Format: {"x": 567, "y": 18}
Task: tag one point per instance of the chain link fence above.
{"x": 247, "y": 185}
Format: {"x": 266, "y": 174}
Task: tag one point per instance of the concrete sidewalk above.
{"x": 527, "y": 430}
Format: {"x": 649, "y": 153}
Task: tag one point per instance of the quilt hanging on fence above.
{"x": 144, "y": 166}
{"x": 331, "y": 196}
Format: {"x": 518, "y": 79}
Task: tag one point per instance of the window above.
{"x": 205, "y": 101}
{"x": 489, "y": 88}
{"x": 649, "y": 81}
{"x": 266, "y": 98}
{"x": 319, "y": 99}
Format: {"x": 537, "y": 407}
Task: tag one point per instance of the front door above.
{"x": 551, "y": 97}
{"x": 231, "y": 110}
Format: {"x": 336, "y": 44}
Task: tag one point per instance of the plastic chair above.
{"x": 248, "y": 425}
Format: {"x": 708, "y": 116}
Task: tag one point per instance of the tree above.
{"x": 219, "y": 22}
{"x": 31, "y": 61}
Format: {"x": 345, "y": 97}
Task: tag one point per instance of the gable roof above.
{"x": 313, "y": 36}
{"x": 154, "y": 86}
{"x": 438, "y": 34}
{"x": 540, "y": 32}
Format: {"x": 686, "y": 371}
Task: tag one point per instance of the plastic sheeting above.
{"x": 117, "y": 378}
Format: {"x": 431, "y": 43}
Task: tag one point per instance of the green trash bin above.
━━━
**SHORT TASK**
Reproduce all of the records exactly.

**EXERCISE RESPONSE**
Format: {"x": 567, "y": 18}
Task: tag one point per instance of the chain link fence above.
{"x": 247, "y": 185}
Format: {"x": 266, "y": 174}
Task: tag one point per instance of the concrete sidewalk above.
{"x": 527, "y": 430}
Format: {"x": 649, "y": 153}
Task: tag one point per instance of the quilt hanging on fence above.
{"x": 144, "y": 166}
{"x": 331, "y": 196}
Format: {"x": 518, "y": 79}
Task: tag one point per instance of the window above.
{"x": 205, "y": 101}
{"x": 489, "y": 88}
{"x": 649, "y": 81}
{"x": 266, "y": 98}
{"x": 319, "y": 99}
Format: {"x": 537, "y": 407}
Task: tag one point per instance of the front door above.
{"x": 551, "y": 97}
{"x": 231, "y": 110}
Format: {"x": 336, "y": 44}
Task: tag one point per instance of the plastic chair above.
{"x": 248, "y": 425}
Format: {"x": 708, "y": 116}
Task: tag one point per instance of the tree above.
{"x": 219, "y": 22}
{"x": 31, "y": 61}
Format: {"x": 345, "y": 97}
Task: tag one point per instance of the gable roof above.
{"x": 313, "y": 36}
{"x": 154, "y": 86}
{"x": 438, "y": 34}
{"x": 540, "y": 32}
Format: {"x": 686, "y": 371}
Task: tag one point per instance of the plastic sheeting above.
{"x": 117, "y": 378}
Format: {"x": 431, "y": 43}
Task: tag one point per instance of the green trash bin above.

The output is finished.